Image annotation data
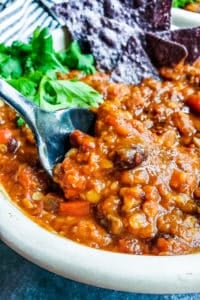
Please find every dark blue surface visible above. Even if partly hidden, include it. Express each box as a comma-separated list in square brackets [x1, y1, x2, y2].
[0, 241, 200, 300]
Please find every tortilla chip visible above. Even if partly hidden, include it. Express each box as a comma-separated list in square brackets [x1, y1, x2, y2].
[146, 33, 188, 68]
[170, 27, 200, 64]
[111, 36, 159, 84]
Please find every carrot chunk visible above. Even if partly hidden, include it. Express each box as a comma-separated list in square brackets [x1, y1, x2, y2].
[59, 200, 90, 217]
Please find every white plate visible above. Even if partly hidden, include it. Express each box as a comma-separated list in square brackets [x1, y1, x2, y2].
[172, 8, 200, 28]
[0, 25, 200, 294]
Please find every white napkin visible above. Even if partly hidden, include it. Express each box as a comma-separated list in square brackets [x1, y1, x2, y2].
[0, 0, 61, 44]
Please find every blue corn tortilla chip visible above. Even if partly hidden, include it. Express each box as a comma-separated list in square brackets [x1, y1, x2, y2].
[86, 16, 138, 71]
[111, 36, 159, 84]
[170, 27, 200, 64]
[146, 33, 188, 68]
[158, 27, 200, 64]
[52, 8, 139, 71]
[52, 0, 171, 31]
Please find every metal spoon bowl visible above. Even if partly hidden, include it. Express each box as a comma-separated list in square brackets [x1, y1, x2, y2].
[0, 79, 95, 176]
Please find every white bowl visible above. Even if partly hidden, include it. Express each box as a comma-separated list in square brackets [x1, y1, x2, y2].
[0, 188, 200, 294]
[0, 22, 200, 294]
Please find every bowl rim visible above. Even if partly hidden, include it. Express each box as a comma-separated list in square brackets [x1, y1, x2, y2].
[0, 191, 200, 294]
[0, 21, 200, 294]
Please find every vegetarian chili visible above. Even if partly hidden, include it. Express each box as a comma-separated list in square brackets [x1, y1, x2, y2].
[0, 61, 200, 255]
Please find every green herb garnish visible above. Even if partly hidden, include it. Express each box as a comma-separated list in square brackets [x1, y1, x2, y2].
[0, 28, 103, 126]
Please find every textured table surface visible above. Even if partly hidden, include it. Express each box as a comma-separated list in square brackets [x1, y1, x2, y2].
[0, 241, 200, 300]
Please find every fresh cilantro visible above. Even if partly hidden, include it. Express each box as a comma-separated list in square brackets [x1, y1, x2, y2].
[57, 41, 96, 74]
[38, 78, 103, 110]
[0, 28, 102, 126]
[172, 0, 196, 8]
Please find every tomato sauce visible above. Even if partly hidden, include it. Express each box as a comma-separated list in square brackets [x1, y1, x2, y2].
[0, 62, 200, 255]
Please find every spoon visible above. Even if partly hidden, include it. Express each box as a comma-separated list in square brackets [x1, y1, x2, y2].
[0, 79, 95, 177]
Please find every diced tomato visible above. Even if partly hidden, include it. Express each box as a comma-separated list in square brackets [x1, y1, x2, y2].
[0, 128, 12, 144]
[59, 200, 90, 217]
[186, 92, 200, 113]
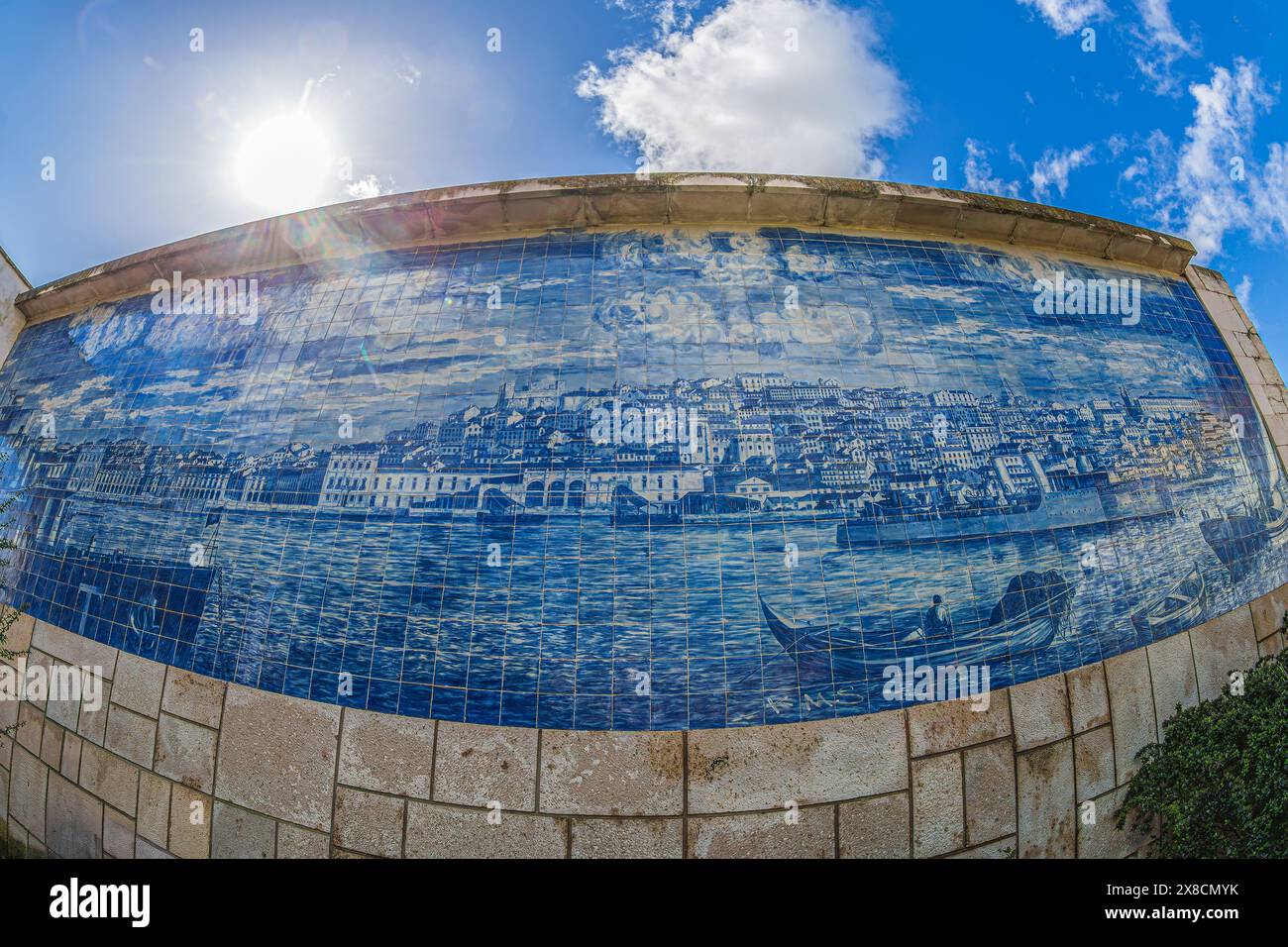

* [What is required]: Please tally the lines above that contain the string "tortilla", and reply with the number only.

* [Correct output]: 2